**Herausforderung**. Gib den Abschnitt von der Zeile mit „Exercise. Identify the foliage“ bis zum Ende der Datensätze unten, beide Enden eingeschlossen, als JSON-Liste von Zeichenketten wieder. Jede Zeile wird eine Zeichenkette, Leerzeilen entfallen.

**Gespeicherte Datensätze**.
+-------+

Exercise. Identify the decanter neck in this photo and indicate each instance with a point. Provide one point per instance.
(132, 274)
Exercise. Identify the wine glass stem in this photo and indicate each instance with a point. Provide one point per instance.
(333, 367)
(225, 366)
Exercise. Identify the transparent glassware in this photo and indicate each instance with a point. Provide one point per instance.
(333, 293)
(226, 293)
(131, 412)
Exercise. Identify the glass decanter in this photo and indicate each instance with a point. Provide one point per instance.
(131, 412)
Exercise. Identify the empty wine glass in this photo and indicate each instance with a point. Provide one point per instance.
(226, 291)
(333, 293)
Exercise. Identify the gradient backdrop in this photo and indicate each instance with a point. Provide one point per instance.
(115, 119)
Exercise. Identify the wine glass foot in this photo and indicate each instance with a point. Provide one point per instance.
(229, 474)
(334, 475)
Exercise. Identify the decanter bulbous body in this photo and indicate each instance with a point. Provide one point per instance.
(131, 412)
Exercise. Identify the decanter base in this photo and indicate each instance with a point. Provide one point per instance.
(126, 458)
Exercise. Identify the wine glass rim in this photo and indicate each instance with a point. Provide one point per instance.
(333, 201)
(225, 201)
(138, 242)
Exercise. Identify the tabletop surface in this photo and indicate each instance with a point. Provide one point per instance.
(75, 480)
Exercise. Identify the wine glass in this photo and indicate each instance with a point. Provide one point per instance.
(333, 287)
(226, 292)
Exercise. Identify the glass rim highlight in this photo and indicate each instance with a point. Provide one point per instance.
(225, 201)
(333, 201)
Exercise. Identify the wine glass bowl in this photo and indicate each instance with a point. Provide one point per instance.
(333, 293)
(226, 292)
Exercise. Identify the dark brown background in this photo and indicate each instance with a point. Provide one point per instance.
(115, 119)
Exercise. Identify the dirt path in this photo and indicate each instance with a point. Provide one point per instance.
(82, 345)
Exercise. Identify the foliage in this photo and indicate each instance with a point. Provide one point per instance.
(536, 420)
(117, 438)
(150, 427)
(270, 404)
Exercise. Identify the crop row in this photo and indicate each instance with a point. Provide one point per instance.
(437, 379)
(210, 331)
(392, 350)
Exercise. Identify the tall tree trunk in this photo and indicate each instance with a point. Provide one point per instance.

+-------+

**Ergebnis der Aufgabe**.
[
  "Exercise. Identify the foliage in this photo and indicate each instance with a point. Provide one point per instance.",
  "(536, 420)",
  "(117, 438)",
  "(150, 427)",
  "(270, 404)",
  "Exercise. Identify the crop row in this photo and indicate each instance with a point. Provide one point per instance.",
  "(437, 379)",
  "(210, 331)",
  "(392, 350)",
  "Exercise. Identify the tall tree trunk in this photo and indicate each instance with a point. Provide one point per instance."
]